_REQUIREMENT 1_:
Print the section of the thread on bees and cotton that begins at the words "The first riddle" and stops after the words "attractive to bees.", keeping every word unchanged.

_DOCUMENT TEXT_:
None of it close to any of my hives so I don't bother myself.


----------



## Angi_H (Feb 9, 2008)

I will not put my bees on any GMO cotton. Pima cotton is one of the ones before they started messing with cotton. NOw cotton has names with numbers and letters. I will only place my bees on Organic pima cotton as pima cotton is one that still has pollen. Having bees on pima cotton makes seed quality higher and more of them. It also makes the cotten fluf its self beter and fuller due to pollination. I had bees there as well as one other beekeeper for the farmers first year having bees on the cotton. Same aacreage as last year. They had double the yealds this year then last year. 


Angi


----------



## riverrat (Jun 3, 2006)

cotton here in kansas is less sprayed than that in the south since we do not have the boll weavil. YET. I have found that the bees will work the blooms when they are yellow but once the turn purple they will not work it. I have good land owners that notify me when they spray I block the hives the night before. and turn them out after dark on the day they spray. havent had any problems as of yet.


----------



## beemandan (Dec 5, 2005)

A couple of years ago I helped put about 40 new hives on cotton. We were starting the hives late in the season and we were hoping that the cotton nectar flow would allow the bees to draw out comb. We were assured by the farmer that he didn't use any pesticides as this cotton was gmo. I went down one day to check on the hives and a crop dusting plane was spraying the fields. I asked the farmer what he was doing as they promised that there wouldn't be any pesticides sprayed. The farmer said 'that's not a pesticide, that's a growth retardant'. Made me feel so much better that I removed the hives. I can't imagine what that stuff does to a bee.


----------



## Scrapfe (Jul 25, 2008)

*knocked 'him' chin in the dirt.*



riverrat said:


> cotton...in kansas is less sprayed than...in the south since we do not have the boll weavil. YET. I have found that the bees will work the blooms when they are yellow but once the turn purple they will not work it.


The first riddle I learned as a child was:
"What's white day one and red the next,
lives three days and then is laid to rest? 
----------------------------------------
The answer:
The cotton bloom.

Cotton squares produce blooms and pollination occurs almost immediately once the flower opens. I suspect this limits pollen production or availability somewhat. Only the virgin (white)  flowers less than one day old seems attractive to bees.

Point annotation records:

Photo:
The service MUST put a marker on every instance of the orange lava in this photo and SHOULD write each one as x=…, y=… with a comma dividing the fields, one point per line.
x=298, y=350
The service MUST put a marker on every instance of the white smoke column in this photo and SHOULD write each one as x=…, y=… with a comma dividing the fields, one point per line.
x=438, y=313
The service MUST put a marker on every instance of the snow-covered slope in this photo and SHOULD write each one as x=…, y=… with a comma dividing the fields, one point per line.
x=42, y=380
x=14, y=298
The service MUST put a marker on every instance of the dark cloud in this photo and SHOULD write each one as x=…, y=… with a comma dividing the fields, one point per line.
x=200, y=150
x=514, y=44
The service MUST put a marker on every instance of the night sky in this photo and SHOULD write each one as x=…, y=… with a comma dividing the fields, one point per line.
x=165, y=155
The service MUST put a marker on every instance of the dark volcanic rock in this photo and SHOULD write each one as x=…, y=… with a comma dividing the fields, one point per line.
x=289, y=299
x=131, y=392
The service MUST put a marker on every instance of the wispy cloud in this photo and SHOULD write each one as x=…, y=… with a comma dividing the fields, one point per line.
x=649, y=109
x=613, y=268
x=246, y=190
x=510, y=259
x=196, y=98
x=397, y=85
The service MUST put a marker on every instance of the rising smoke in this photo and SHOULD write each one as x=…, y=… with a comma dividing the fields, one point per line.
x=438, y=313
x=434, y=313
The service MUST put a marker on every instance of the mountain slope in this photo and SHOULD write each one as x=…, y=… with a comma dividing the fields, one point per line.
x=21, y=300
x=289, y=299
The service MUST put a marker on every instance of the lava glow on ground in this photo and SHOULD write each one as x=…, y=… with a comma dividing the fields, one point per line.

_REQUIREMENT 2_:
In the records, change "night sky" to "evening sky" in the lines that begin at the line that has "the dark cloud" and stop after the line that has "x=131, y=392". Give only those lines, with nothing else altered.

_ANSWER 1_:
The first riddle I learned as a child was:
"What's white day one and red the next,
lives three days and then is laid to rest? 
----------------------------------------
The answer:
The cotton bloom.

Cotton squares produce blooms and pollination occurs almost immediately once the flower opens. I suspect this limits pollen production or availability somewhat. Only the virgin (white)  flowers less than one day old seems attractive to bees.

_ANSWER 2_:
The service MUST put a marker on every instance of the dark cloud in this photo and SHOULD write each one as x=…, y=… with a comma dividing the fields, one point per line.
x=200, y=150
x=514, y=44
The service MUST put a marker on every instance of the evening sky in this photo and SHOULD write each one as x=…, y=… with a comma dividing the fields, one point per line.
x=165, y=155
The service MUST put a marker on every instance of the dark volcanic rock in this photo and SHOULD write each one as x=…, y=… with a comma dividing the fields, one point per line.
x=289, y=299
x=131, y=392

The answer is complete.